The line containing "point: white cupcake" marks the end: output every line of the data up to it, and that line too, exactly as written.

---- Information given

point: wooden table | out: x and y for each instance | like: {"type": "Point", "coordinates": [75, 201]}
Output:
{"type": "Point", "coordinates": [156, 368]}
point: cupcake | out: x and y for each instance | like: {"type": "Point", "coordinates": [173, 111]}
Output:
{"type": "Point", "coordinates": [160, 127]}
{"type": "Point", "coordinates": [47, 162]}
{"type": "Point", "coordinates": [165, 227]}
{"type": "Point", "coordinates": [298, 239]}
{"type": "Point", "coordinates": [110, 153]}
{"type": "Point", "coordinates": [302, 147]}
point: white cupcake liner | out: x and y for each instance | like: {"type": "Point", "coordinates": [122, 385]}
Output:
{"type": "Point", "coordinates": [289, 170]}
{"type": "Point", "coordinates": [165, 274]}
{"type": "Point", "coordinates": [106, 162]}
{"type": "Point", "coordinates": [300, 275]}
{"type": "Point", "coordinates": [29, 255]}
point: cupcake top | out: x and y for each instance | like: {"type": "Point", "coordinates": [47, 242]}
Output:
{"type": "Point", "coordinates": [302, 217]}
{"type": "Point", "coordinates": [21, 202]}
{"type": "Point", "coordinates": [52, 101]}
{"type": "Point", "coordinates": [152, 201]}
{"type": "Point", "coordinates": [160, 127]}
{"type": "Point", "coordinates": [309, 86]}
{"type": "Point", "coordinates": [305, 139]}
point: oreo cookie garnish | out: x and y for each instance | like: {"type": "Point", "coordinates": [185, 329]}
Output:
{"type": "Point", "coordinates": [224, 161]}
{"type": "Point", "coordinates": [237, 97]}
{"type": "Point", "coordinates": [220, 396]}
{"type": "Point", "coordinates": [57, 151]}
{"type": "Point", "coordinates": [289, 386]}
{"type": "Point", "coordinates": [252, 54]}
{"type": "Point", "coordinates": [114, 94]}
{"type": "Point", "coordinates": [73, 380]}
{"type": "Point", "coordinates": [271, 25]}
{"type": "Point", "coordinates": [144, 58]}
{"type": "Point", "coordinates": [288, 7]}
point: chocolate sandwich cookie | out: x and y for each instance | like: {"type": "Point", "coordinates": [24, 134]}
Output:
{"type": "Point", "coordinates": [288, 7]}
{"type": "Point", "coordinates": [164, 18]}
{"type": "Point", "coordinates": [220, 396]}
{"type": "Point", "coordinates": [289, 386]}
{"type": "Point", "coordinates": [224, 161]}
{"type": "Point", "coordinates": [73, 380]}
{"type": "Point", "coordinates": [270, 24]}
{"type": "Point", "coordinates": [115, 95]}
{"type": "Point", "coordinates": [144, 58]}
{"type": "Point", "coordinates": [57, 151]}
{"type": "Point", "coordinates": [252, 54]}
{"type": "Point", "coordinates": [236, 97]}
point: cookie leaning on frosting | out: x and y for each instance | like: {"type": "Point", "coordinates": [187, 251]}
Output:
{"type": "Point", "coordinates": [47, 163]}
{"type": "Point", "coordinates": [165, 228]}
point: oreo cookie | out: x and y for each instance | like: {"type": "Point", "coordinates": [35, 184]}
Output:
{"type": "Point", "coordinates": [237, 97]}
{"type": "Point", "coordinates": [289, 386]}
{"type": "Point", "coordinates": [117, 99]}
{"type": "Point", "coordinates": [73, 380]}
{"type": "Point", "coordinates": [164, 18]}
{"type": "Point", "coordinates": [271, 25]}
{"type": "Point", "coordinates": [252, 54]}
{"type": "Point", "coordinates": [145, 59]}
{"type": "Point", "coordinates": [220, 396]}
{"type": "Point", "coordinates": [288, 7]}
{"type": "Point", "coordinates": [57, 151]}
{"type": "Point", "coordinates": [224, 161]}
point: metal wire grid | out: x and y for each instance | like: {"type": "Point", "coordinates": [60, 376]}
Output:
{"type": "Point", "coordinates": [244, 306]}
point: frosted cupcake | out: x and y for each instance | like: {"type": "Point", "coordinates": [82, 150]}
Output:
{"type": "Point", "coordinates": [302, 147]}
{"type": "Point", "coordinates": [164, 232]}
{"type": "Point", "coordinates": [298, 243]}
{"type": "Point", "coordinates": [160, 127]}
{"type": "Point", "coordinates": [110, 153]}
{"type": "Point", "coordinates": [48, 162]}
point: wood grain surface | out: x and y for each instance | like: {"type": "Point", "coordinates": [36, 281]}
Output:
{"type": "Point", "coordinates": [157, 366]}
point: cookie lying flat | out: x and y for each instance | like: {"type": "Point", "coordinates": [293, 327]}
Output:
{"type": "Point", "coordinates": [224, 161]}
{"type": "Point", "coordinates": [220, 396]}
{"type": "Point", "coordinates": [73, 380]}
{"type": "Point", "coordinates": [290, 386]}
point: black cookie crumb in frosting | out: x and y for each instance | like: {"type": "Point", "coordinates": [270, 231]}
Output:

--------

— Expected answer —
point: wooden table | out: x and y for each instance | like: {"type": "Point", "coordinates": [75, 201]}
Output:
{"type": "Point", "coordinates": [156, 368]}
point: cupcake | out: x and y for each instance | like: {"type": "Point", "coordinates": [173, 111]}
Output:
{"type": "Point", "coordinates": [160, 127]}
{"type": "Point", "coordinates": [47, 162]}
{"type": "Point", "coordinates": [165, 227]}
{"type": "Point", "coordinates": [298, 239]}
{"type": "Point", "coordinates": [110, 153]}
{"type": "Point", "coordinates": [302, 147]}
point: white cupcake liner | out: x and y for each instance | like: {"type": "Point", "coordinates": [122, 385]}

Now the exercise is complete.